#### Excerpted records
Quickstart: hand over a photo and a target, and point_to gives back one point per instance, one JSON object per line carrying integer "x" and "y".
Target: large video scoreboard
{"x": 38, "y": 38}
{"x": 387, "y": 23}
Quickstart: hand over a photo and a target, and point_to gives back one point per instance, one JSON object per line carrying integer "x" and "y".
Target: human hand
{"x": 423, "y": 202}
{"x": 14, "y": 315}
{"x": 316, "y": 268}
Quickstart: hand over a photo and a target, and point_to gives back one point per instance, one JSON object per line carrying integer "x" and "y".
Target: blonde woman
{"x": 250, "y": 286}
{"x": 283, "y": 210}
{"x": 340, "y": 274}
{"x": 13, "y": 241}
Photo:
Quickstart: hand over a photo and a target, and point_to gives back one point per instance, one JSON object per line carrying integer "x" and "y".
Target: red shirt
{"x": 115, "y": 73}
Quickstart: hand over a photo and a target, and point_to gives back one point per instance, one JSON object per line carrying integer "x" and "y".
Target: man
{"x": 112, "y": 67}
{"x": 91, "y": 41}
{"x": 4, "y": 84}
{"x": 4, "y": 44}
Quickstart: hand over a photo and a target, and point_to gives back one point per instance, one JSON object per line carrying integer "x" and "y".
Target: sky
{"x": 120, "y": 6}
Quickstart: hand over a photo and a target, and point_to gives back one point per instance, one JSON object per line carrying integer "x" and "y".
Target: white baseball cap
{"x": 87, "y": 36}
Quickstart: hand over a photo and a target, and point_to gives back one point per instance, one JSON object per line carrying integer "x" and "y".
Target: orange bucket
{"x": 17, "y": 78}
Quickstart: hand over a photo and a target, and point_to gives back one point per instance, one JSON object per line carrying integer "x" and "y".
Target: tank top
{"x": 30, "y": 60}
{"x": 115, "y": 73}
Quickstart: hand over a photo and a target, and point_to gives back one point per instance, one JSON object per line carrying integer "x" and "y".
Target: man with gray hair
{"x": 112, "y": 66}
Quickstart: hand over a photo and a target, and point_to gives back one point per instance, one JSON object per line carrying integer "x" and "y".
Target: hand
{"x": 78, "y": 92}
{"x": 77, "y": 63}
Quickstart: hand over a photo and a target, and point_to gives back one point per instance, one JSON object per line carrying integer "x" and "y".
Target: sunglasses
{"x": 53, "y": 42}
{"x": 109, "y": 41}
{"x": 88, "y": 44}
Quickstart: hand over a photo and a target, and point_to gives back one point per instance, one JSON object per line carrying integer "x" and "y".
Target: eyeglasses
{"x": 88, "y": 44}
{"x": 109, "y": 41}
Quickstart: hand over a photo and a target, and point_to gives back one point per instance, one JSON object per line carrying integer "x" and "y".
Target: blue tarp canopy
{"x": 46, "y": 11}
########
→ Task statement
Return all of the material above exactly as it stands.

→ Written answer
Quickstart: hand over a photo and a target, and point_to gives back one point per instance, one JSON object per line carrying integer "x" and "y".
Target: large video scoreboard
{"x": 38, "y": 38}
{"x": 387, "y": 23}
Quickstart: hand over a photo and a target, and point_to gives back one point per instance, one JSON object per line carrying integer "x" and "y".
Target: human hand
{"x": 423, "y": 202}
{"x": 14, "y": 315}
{"x": 316, "y": 268}
Quickstart: hand over a photo and a target, and point_to gives back one point per instance, one JSON object per line carrying integer "x" and "y".
Target: blonde woman
{"x": 250, "y": 286}
{"x": 283, "y": 210}
{"x": 340, "y": 274}
{"x": 13, "y": 241}
Photo:
Quickstart: hand over a photo and a target, and point_to gives back one point per instance, one JSON object per line carrying integer "x" and "y".
Target: red shirt
{"x": 115, "y": 73}
Quickstart: hand over a photo and a target, and point_to gives back one point per instance, one JSON object per line carrying integer "x" and "y".
Target: man
{"x": 112, "y": 67}
{"x": 91, "y": 41}
{"x": 4, "y": 84}
{"x": 4, "y": 44}
Quickstart: hand over a photo and a target, and point_to gives back one point per instance, one JSON object per line carrying integer "x" and "y".
Target: sky
{"x": 120, "y": 6}
Quickstart: hand over a photo and a target, and point_to gives back one point per instance, one JSON object per line carrying integer "x" and "y".
Target: white baseball cap
{"x": 87, "y": 36}
Quickstart: hand over a photo and a target, and point_to gives back one point per instance, one JSON object per line carrying integer "x" and "y".
Target: orange bucket
{"x": 17, "y": 78}
Quickstart: hand over a photo and a target, and point_to gives back one point per instance, one JSON object per line carrying integer "x" and "y".
Target: tank top
{"x": 30, "y": 60}
{"x": 115, "y": 73}
Quickstart: hand over a photo and a target, and point_to gives back one point per instance, one JSON object per line carrying integer "x" and "y".
Target: man with gray hair
{"x": 112, "y": 66}
Quickstart: hand over a photo and a target, and point_to gives back one point per instance, one JSON object per line carrying integer "x" and "y".
Target: hand
{"x": 78, "y": 92}
{"x": 77, "y": 63}
Quickstart: hand over a photo and a target, and point_to gives back one point per instance, one JSON object per line carrying integer "x" and "y".
Target: sunglasses
{"x": 53, "y": 42}
{"x": 109, "y": 41}
{"x": 88, "y": 44}
Quickstart: hand over a photo and a target, and point_to gives back one point per instance, one JSON object per line carrying integer "x" and "y".
Target: eyeglasses
{"x": 88, "y": 44}
{"x": 109, "y": 41}
Quickstart: hand over a photo and a target, and point_to gives back one point per instance, one JSON object per line carrying integer "x" and "y".
Target: blue tarp canopy
{"x": 46, "y": 11}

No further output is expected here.